++++ Textabschnitt ++++
Hab 3,2: HERR, ich habe deine Kunde vernommen, ich fürchte mich; HERR, belebe dein Werk inmitten der Jahre, inmitten der Jahre mache es kund; im Zorn gedenke des Erbarmens!
Als Habakuk etwas von der Verdorbenheit seines eigenen Herzens und dem Zustand seines Volkes erkennt, erfüllt das Wort des Herrn ihn mit Furcht. Wie Jesaja konnte er ausrufen: „Wehe mir! Denn ich bin verloren; denn ich bin ein Mann von unreinen Lippen, und inmitten eines Volkes von unreinen Lippen wohne ich“ (Jes 6,5). Auf der Grundlage von Verdiensten kann er nichts geltend machen. Aber als er sich darauf besinnt, mit wem er es zu tun hat, kann er mit Zuversicht und Gewissheit demütig für Erneuerung und Segen bitten.
++++ Eingabedaten ++++
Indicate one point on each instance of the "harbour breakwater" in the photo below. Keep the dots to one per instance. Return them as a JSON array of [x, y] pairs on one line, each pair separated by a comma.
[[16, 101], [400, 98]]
++++
Zu erledigende Aufgaben:
- a) Bitte gib aus dem Textabschnitt den Wortlaut zurück, der bei den Worten „Als Habakuk etwas“ beginnt und nach „und Segen bitten.“ endet.
- b) Was erfüllt Habakuk laut dem Textabschnitt mit Furcht?

Ergebnisse je Aufgabe:
- a)
Als Habakuk etwas von der Verdorbenheit seines eigenen Herzens und dem Zustand seines Volkes erkennt, erfüllt das Wort des Herrn ihn mit Furcht. Wie Jesaja konnte er ausrufen: „Wehe mir! Denn ich bin verloren; denn ich bin ein Mann von unreinen Lippen, und inmitten eines Volkes von unreinen Lippen wohne ich“ (Jes 6,5). Auf der Grundlage von Verdiensten kann er nichts geltend machen. Aber als er sich darauf besinnt, mit wem er es zu tun hat, kann er mit Zuversicht und Gewissheit demütig für Erneuerung und Segen bitten.

- b) Das Wort des Herrn.